#### Aim:
Extract every line of the data below word for word, omitting the pictures.

#### Material for the task:
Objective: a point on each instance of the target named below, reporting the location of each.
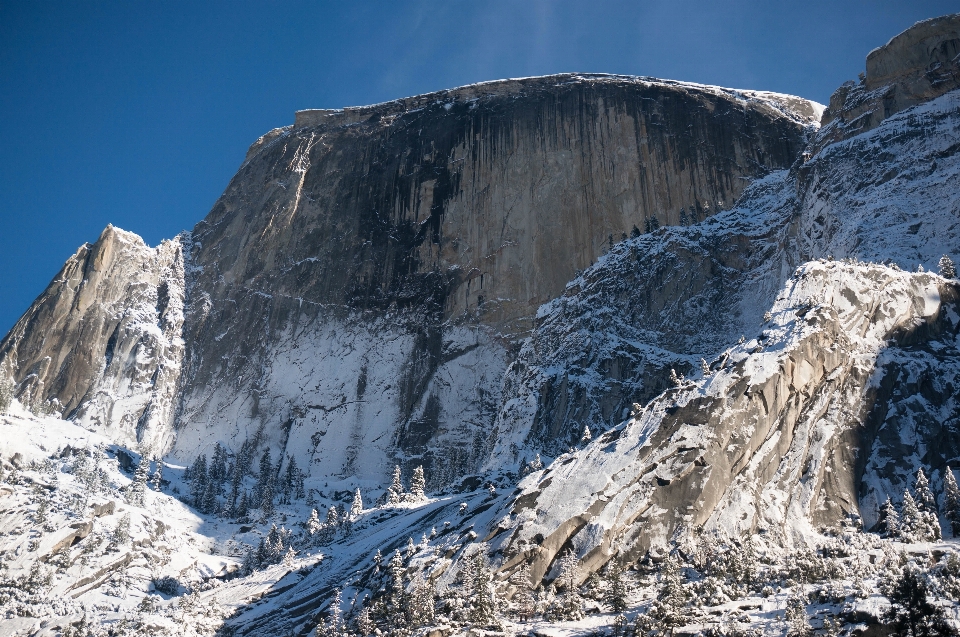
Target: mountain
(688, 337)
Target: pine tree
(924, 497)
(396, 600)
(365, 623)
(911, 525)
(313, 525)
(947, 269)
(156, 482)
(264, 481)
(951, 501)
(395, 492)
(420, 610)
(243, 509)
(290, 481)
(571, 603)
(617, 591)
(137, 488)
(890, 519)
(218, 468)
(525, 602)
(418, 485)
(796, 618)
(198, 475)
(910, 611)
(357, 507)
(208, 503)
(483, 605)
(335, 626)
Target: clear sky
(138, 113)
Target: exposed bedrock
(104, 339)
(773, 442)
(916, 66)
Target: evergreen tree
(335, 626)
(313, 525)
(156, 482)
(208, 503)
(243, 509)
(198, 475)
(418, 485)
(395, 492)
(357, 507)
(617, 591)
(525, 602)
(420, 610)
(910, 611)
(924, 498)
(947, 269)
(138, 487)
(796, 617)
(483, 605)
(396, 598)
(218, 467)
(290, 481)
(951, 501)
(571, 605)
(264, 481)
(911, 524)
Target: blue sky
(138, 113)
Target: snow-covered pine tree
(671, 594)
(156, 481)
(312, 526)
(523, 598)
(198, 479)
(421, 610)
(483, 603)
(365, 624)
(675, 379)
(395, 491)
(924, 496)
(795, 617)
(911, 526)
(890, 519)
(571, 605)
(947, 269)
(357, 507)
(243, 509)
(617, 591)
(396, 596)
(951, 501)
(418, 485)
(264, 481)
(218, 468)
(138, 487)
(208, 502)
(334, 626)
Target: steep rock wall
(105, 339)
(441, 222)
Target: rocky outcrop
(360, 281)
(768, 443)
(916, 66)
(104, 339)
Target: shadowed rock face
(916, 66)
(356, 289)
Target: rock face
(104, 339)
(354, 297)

#### Answer to the exercise:
Objective: a point on each instance of the target named below, reporting the location of each.
Target: mountain
(688, 337)
Target: pine tree
(924, 497)
(396, 600)
(365, 623)
(911, 525)
(313, 525)
(947, 269)
(156, 482)
(264, 481)
(951, 501)
(395, 492)
(420, 610)
(243, 509)
(290, 481)
(571, 603)
(617, 591)
(137, 488)
(890, 519)
(218, 468)
(525, 602)
(418, 485)
(796, 618)
(198, 475)
(910, 611)
(357, 507)
(208, 503)
(483, 605)
(335, 626)
Target: clear sky
(138, 113)
Target: exposed bedrock
(104, 339)
(773, 442)
(916, 66)
Target: evergreen tree
(335, 626)
(313, 525)
(156, 482)
(208, 503)
(243, 509)
(198, 475)
(418, 485)
(395, 492)
(357, 507)
(617, 591)
(525, 602)
(420, 610)
(910, 611)
(924, 498)
(947, 269)
(138, 487)
(796, 617)
(483, 605)
(396, 598)
(218, 467)
(290, 481)
(951, 501)
(571, 605)
(264, 481)
(911, 524)
Target: blue sky
(138, 113)
Target: snow-covered pine tree
(671, 594)
(156, 481)
(312, 526)
(523, 598)
(198, 479)
(421, 610)
(483, 603)
(365, 624)
(675, 379)
(395, 491)
(924, 496)
(795, 617)
(911, 526)
(890, 519)
(571, 605)
(947, 269)
(357, 507)
(243, 509)
(617, 591)
(396, 596)
(951, 501)
(418, 485)
(264, 481)
(218, 468)
(138, 487)
(208, 502)
(334, 626)
Target: steep rock wall
(105, 339)
(441, 222)
Target: rocky outcrop
(360, 281)
(768, 443)
(916, 66)
(104, 339)
Target: shadowed rock face
(916, 66)
(356, 289)
Target: rock face
(104, 339)
(354, 297)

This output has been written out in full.